(Source data)
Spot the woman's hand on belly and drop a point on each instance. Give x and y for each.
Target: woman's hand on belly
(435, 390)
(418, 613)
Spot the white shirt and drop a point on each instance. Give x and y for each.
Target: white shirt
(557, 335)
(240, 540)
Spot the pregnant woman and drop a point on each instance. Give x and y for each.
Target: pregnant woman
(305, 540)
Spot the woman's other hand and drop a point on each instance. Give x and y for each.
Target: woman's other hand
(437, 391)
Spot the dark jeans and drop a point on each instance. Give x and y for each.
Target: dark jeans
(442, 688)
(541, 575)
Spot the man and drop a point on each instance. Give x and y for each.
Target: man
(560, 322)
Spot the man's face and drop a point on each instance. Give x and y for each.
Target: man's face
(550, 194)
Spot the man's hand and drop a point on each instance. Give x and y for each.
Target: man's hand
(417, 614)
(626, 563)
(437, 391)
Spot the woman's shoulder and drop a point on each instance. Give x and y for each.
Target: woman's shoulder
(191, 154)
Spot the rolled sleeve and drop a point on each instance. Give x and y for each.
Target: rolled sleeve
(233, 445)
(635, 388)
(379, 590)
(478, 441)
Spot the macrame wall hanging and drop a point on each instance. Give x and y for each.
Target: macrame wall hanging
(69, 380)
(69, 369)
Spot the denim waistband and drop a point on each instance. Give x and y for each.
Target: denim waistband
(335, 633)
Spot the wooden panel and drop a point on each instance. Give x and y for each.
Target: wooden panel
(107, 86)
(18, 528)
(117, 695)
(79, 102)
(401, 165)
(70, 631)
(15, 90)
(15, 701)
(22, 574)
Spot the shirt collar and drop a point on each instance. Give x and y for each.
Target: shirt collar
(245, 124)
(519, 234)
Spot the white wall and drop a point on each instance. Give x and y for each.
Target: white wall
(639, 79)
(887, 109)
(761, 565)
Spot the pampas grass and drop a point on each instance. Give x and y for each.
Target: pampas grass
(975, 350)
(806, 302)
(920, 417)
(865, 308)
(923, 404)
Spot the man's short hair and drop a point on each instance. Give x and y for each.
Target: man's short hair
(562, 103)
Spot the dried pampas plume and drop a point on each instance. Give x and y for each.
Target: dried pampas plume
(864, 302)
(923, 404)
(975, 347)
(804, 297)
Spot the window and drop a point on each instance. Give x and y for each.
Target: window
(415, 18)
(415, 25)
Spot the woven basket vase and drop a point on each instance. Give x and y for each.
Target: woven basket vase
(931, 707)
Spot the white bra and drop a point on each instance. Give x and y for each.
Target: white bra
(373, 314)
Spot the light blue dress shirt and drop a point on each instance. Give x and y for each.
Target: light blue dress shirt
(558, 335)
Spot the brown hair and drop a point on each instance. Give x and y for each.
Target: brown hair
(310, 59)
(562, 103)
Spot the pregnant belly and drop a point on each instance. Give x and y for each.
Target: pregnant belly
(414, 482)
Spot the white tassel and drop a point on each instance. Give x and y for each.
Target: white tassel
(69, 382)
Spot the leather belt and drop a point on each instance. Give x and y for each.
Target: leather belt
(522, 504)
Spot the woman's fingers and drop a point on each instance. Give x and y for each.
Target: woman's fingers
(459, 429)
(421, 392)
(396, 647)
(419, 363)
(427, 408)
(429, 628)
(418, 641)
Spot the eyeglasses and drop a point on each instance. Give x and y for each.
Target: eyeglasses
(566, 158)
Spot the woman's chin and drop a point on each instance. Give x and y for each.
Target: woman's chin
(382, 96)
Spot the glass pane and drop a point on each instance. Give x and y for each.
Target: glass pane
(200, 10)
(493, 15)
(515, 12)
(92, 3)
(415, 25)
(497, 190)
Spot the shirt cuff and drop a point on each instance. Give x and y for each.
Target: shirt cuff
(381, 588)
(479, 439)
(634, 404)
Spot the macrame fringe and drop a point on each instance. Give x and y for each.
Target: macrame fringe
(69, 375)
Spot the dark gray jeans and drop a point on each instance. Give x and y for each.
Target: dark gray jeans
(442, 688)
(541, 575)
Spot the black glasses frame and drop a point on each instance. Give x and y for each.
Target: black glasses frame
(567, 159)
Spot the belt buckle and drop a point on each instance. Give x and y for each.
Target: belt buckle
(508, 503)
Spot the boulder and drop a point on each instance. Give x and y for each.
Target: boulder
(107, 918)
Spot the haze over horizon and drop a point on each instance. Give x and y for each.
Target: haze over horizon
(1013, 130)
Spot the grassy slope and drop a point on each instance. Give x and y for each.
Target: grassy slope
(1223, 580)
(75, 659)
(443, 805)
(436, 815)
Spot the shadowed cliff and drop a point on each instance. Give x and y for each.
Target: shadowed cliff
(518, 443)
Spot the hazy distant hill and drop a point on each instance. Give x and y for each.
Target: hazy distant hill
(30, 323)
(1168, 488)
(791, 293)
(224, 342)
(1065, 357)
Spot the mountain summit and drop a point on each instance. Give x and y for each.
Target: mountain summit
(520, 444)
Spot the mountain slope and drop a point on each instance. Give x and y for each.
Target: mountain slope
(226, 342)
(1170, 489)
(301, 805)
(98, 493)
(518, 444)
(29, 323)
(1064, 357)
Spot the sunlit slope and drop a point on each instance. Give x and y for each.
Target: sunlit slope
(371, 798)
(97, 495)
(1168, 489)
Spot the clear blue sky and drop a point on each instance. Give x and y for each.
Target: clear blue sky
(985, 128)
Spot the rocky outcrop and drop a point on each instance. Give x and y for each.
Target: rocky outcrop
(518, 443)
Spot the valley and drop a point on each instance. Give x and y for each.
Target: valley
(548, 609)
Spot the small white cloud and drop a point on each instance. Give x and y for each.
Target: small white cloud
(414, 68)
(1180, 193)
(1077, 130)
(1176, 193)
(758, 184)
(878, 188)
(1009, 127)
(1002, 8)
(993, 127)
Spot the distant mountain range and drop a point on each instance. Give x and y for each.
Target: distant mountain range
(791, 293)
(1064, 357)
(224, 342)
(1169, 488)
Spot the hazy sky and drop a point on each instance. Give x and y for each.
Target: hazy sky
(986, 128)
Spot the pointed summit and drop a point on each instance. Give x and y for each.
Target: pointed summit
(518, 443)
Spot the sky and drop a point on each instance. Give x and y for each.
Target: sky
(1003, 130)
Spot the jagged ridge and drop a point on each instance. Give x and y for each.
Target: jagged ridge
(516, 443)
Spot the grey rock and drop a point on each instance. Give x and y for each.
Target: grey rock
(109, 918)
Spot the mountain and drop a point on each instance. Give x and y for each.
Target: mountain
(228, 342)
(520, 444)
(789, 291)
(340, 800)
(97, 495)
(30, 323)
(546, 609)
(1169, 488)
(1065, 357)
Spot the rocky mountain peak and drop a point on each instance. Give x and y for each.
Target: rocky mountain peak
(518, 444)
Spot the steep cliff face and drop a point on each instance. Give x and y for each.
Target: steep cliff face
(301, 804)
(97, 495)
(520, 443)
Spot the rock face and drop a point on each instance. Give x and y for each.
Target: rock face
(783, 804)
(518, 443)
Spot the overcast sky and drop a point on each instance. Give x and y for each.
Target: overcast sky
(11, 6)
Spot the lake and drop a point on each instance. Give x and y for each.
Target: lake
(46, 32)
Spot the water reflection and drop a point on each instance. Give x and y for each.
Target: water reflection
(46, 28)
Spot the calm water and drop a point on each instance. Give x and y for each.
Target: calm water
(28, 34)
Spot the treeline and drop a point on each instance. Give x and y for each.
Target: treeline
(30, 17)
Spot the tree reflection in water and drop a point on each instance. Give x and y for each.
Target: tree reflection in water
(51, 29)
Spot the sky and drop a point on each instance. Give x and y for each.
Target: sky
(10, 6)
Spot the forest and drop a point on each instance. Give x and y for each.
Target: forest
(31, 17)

▸ **WHAT THIS TASK INVOLVES**
From the records above, extract each line exactly as shown.

▸ **EXERCISE SOLUTION**
Spot the woman's hand on belly and drop a point on each instance. Give x and y for each.
Target: woman's hand on belly
(435, 390)
(418, 613)
Spot the white shirt and drop a point on each instance. Give x and y for each.
Target: white shirt
(557, 335)
(240, 540)
Spot the pregnant woman and drop a point on each instance. Give x and y for each.
Target: pregnant woman
(305, 540)
Spot the woman's other hand and drop a point on each instance. Give x and y for each.
Target: woman's other hand
(437, 391)
Spot the dark jeans and drop a point on each instance. Give x and y for each.
Target: dark jeans
(442, 688)
(541, 575)
Spot the man and drop a point on each instance. Give x and y for each.
Target: man
(560, 322)
Spot the man's face and drop a point on each instance. Give x and y for each.
Target: man's face
(550, 194)
Spot the man's hand and drop a point on each instance. Give x and y for each.
Target: man's hand
(417, 614)
(626, 563)
(437, 391)
Spot the woman's shoulder and drop a point on each instance. Give x and y for each.
Target: woman's shoulder
(191, 154)
Spot the rolled sleeve and drop a point on each instance. Give x and y for each.
Target: rolled sleeve
(233, 445)
(635, 388)
(379, 590)
(478, 441)
Spot the macrame wall hanging and drop a point on each instance. Give x and y for each.
Target: macrame wall hanging
(69, 380)
(69, 369)
Spot the denim waistband and drop a point on each instance. Give x and y for each.
Target: denim waistband
(335, 633)
Spot the wooden panel and drop a point on each instance. Give x and y for each.
Target: wooden panel
(107, 86)
(18, 528)
(117, 695)
(79, 102)
(401, 165)
(70, 631)
(15, 90)
(15, 701)
(22, 574)
Spot the shirt collar and drop a point on each instance. Give x and y for each.
Target: shirt collar
(245, 124)
(519, 234)
Spot the white wall and drop a point on each instance. Give x and y for each.
Target: white wall
(639, 79)
(887, 109)
(761, 565)
Spot the pampas grass and drop a point on each instance. Give x and y for each.
Target: pampas grass
(975, 350)
(806, 302)
(920, 417)
(865, 308)
(923, 404)
Spot the man's short hair and drop a point on each instance. Give x and y for each.
Target: man's short hair
(562, 103)
Spot the dried pampas plume and drop a point on each instance. Give x and y for each.
Target: dried pampas plume
(864, 302)
(923, 404)
(975, 347)
(804, 297)
Spot the window and drop a point on each instance. Give x and y for each.
Target: window
(415, 18)
(415, 25)
Spot the woven basket vase and drop a point on each instance. Give x and y for each.
Target: woven basket vase
(931, 707)
Spot the white bra and drop a point on each instance. Give x and y for each.
Target: white bra
(373, 314)
Spot the light blue dress shirt and drop a point on each instance. Give x and y for each.
Target: light blue dress shirt
(558, 335)
Spot the brown hair and drop a point on each instance. Give x and y for each.
Target: brown hair
(310, 59)
(562, 103)
Spot the pregnant belly and drop a point on each instance. Give x and y for each.
Target: pregnant belly
(414, 482)
Spot the white tassel and drop a point on each instance. Give x and y for each.
Target: white tassel
(69, 382)
Spot the leather belt and drop a point on each instance. Give x and y for each.
Target: leather belt
(522, 504)
Spot the woman's fingers and drop a point on each instance. Give x and y for each.
Target: woman's fingers
(459, 429)
(421, 392)
(396, 647)
(419, 363)
(427, 408)
(429, 628)
(418, 641)
Spot the eyeglasses and drop a point on each instance. Give x and y for each.
Target: eyeglasses
(566, 158)
Spot the woman's chin and drop a point on each instance. Give x and y for each.
Target: woman's chin
(382, 96)
Spot the glass pane and drop a point on each instance. Give x and y for each.
Target: glass pane
(200, 10)
(493, 15)
(515, 12)
(92, 3)
(415, 25)
(497, 190)
Spot the shirt cuff and drop a point on each instance. Give x and y for each.
Target: shirt cuff
(381, 588)
(479, 439)
(634, 404)
Spot the macrame fringe and drop a point on each instance. Give x and y for each.
Target: macrame fringe
(69, 375)
Spot the dark gray jeans and drop a point on each instance. Give x and y for each.
Target: dark gray jeans
(442, 688)
(541, 575)
Spot the black glasses frame and drop a point on each instance. Give x and y for each.
Target: black glasses frame
(567, 159)
Spot the belt buckle and drop a point on each instance. Give x and y for each.
Target: belt buckle
(508, 503)
Spot the boulder and drop a point on each instance. Give x and y for each.
Target: boulder
(107, 918)
Spot the haze over horizon and drop a point on each instance. Give x and y for each.
Target: haze over horizon
(1013, 130)
Spot the grassy slope and drop a point on each instance. Give x and y for each.
Target: grassy slope
(1223, 580)
(75, 659)
(443, 805)
(436, 815)
Spot the shadowed cliff and drop a point on each instance. Give x and y for each.
Target: shadowed cliff
(518, 443)
Spot the hazy distant hill and drop a point on each instance. Give x and y for each.
Target: hazy distant hill
(30, 323)
(1168, 488)
(791, 293)
(224, 342)
(1065, 357)
Spot the mountain summit and drop a point on each instance. Give x and y for each.
Target: mountain summit
(520, 444)
Spot the mountain slope and drop a point on each instance. Give x and y for each.
Target: mountain slope
(226, 342)
(1170, 489)
(301, 805)
(98, 493)
(518, 444)
(29, 323)
(1064, 357)
Spot the sunlit slope and drop a point on each instance. Give x and y for each.
Target: sunlit slope
(371, 798)
(97, 495)
(1168, 489)
Spot the clear blue sky and drop a point on each instance. Give x and y for each.
Target: clear blue sky
(985, 128)
Spot the rocky outcrop and drop a point on each instance. Give x and y for each.
Target: rocky outcrop
(518, 443)
Spot the valley and drop a point on each instance. Give x and y for each.
Target: valley
(548, 609)
Spot the small white cloud and drop a point on each instance. Give x and y for each.
Target: small white cloud
(414, 68)
(1180, 193)
(1077, 130)
(1176, 193)
(758, 184)
(878, 188)
(1009, 127)
(1002, 8)
(993, 127)
Spot the distant mountain range and drop a point on each instance. Give x and y for each.
Target: distant mountain range
(791, 293)
(1064, 357)
(224, 342)
(1169, 488)
Spot the hazy sky and drop a point on each instance. Give x and y for each.
Target: hazy sky
(986, 128)
Spot the pointed summit and drop a point on each instance. Give x and y for each.
Target: pointed summit
(518, 443)
Spot the sky and drop a point on each instance. Give x and y for each.
Target: sky
(1003, 130)
Spot the jagged ridge and drop a point on each instance. Give x and y for each.
Target: jagged ridge
(516, 443)
Spot the grey rock and drop a point on each instance. Give x and y for each.
Target: grey rock
(109, 918)
Spot the mountain and drop a point on each instance. Give x and y for each.
Target: mountain
(228, 342)
(520, 444)
(789, 291)
(340, 800)
(97, 495)
(30, 323)
(546, 609)
(1169, 488)
(1065, 357)
Spot the rocky mountain peak and drop a point on each instance. Give x and y for each.
Target: rocky mountain peak
(518, 444)
Spot the steep cliff face and drop a point on each instance. Give x and y for each.
Target: steep cliff face
(301, 804)
(97, 495)
(520, 443)
Spot the rock face and drop a point on each instance. Give x and y for each.
Target: rock face
(783, 804)
(518, 443)
Spot the overcast sky and drop a point on each instance. Give x and y for each.
Target: overcast sky
(11, 6)
Spot the lake and drop a point on each instance. Give x and y for each.
Target: lake
(46, 32)
Spot the water reflection and drop a point on each instance. Give x and y for each.
Target: water reflection
(46, 28)
Spot the calm water and drop a point on each instance. Give x and y for each.
Target: calm water
(28, 34)
Spot the treeline and drop a point on each instance. Give x and y for each.
Target: treeline
(30, 17)
Spot the tree reflection in water and drop a point on each instance. Give x and y for each.
Target: tree reflection in water
(51, 29)
Spot the sky and drop a point on each instance. Give x and y for each.
Target: sky
(10, 6)
Spot the forest and drop a point on each instance. Give x and y for each.
Target: forest
(31, 17)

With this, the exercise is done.